▸ TASK DIRECTIONS
Please reproduce the listing below character for character, leaving out the pictures.

▸ EXTRACTED INFORMATION
= = =
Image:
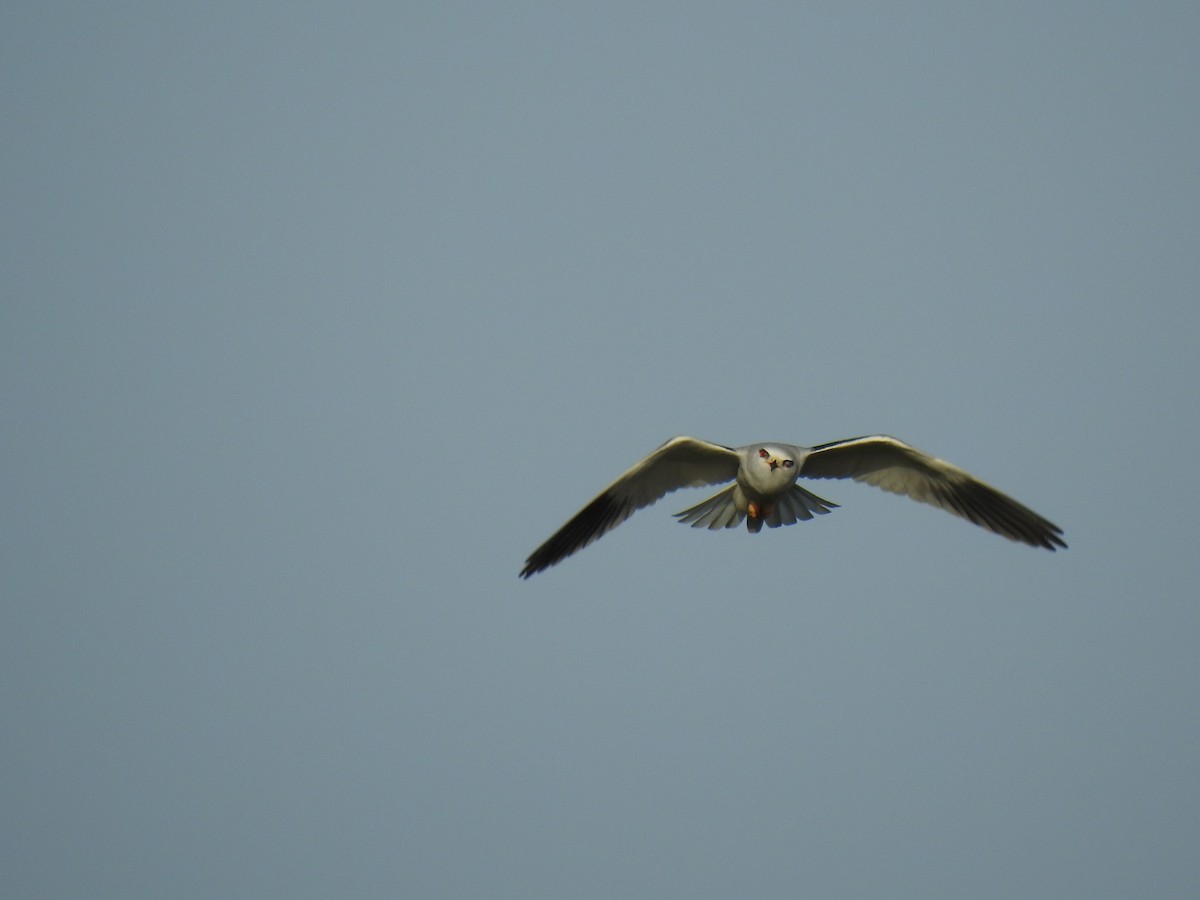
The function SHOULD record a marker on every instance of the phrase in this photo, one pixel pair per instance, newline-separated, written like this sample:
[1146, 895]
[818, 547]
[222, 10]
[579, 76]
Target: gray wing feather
[718, 511]
[679, 462]
[897, 467]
= = =
▸ CORRECT RESPONSE
Image:
The function SHOULD record a marker on every instance of the phrase in this photo, one pixel pair per instance, newline-separated, written like this sample:
[1146, 895]
[818, 547]
[222, 10]
[579, 76]
Target: gray wing feather
[718, 511]
[679, 462]
[897, 467]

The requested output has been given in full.